■ OBJECTIVE ■
Reproduce the portion of the blog post about the Republican primary field between "By the way, if" and "around the quad.", inclusive.

Reader, I had a little of both.

First was of course the obvious gloating one is bound to feel when just a few months ago, the usual suspects were calling the GOP field of primary contenders the best in years. Years, they said! Such a range of philosophies and approaches to the governing of our God-given Republic, yessiree. :::Draws deeply on pipe, or whatever stupid face accessory these people favor nowadays::: It will be a bracing race, and at the end, why, the world will be ours!

Meanwhile, see Gin and Tacos for a somewhat different take on the field:

The big money and bag men in the conservative movement bet on a candidate (Walker) so marble-mouthed, uncharismatic, mean, and stupid that he didn’t even make it to the Iowa Caucus and one so fundamentally incompetent (Bush) that not even a famous name, all the money in creation, and the blessing of the entire GOP establishment could win him better than a third place finish anywhere. The field was so bad and the Republican electorate is so mentally skewed that a man with no elected experience who is quite possibly insane and who never even pretended like he was campaigning seriously (Carson) got 10% of the vote. Red-meat Bible thumpers like Huckabee and Santorum never got off the launching pad. Recycled losers like Jindal, Rick Perry, and Lindsey Graham got so little attention other than mocking laughter that they quit before they too could win their 1% in Iowa. Rand Paul proved that he has a cult following of about 8% of the GOP electorate, just like his dad, and nothing beyond that. Shockingly, it turned out that nobody in any party was prepared to take bloated live-action Nelson Muntz / Tony Soprano hybrid Chris Christie seriously, nor a hatchet-faced sociopath with literally no professional, political, or personal qualities to recommend her to serve as dog catcher let alone president. It was worse than a clown car; clowns are, at least occasionally, funny.

So there was that. And because I am deeply suspicious of victory, knowing the grinding feeling of defeat, the inevitable It Could Happen thoughts intruded, and — may I just say something about victory and defeat? There have been times, in recent years, that I’ve felt a tiny hint of sympathy for conservatives, particularly younger ones, who have never known a world without Reagan worship, when Tax Cuts = Economic Growth is as indisputable as John 3:16, or that if winter comes, spring cannot be far behind. These are the people who are bleating that the problem with people like John McCain and Mitt Romney is that they weren’t conservative enough. The twin state-level disasters of Louisiana and Kansas, and to a lesser extent Wisconsin, large-scale laboratories for this school of thought, faze them not in the least. MOAR CONSERVATIVE, they rage, and then offer up…Ted Cruz. Srsly. (If I may lard this paragraph with ‘net speak.)

Anyway, wheels turn. Today you might be feeling pretty high on that wheel. Six months from now, it could be President-elect Trump. So don’t get too comfortable.

By the way, if you didn’t read Dahlia Lithwick’s marvelous piece on being on the the college debate circuit with young Ted Cruz, do so now. I found it simultaneously irritating — jeez, do all these Ivy League pricks know each other from their summer-camp days? — and amusing, because it’s Dahlia. Funny and wise, of course:

Most of my memories of debating Ted Cruz involve being hollered at. Austan (Goolsbee) was always defter than I was at deflating that which was most infuriating about Ted—the way he’d reframe a debate topic into something he had prepared, or would become fake-angry in ways that suited a 19-year-old even less than it suits a 40-something-year-old. I do remember that he wasn’t funny, and also that he never ever seemed comfortable in his skin. He always wanted to relitigate whatever round had just been decided, even if everyone else was careening drunkenly around the quad.

■ COLLECTED MATERIAL ■
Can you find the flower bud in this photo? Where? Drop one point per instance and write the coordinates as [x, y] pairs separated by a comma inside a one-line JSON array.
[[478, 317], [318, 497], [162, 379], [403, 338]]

■ FULL SOLUTION ■
By the way, if you didn’t read Dahlia Lithwick’s marvelous piece on being on the the college debate circuit with young Ted Cruz, do so now. I found it simultaneously irritating — jeez, do all these Ivy League pricks know each other from their summer-camp days? — and amusing, because it’s Dahlia. Funny and wise, of course:

Most of my memories of debating Ted Cruz involve being hollered at. Austan (Goolsbee) was always defter than I was at deflating that which was most infuriating about Ted—the way he’d reframe a debate topic into something he had prepared, or would become fake-angry in ways that suited a 19-year-old even less than it suits a 40-something-year-old. I do remember that he wasn’t funny, and also that he never ever seemed comfortable in his skin. He always wanted to relitigate whatever round had just been decided, even if everyone else was careening drunkenly around the quad.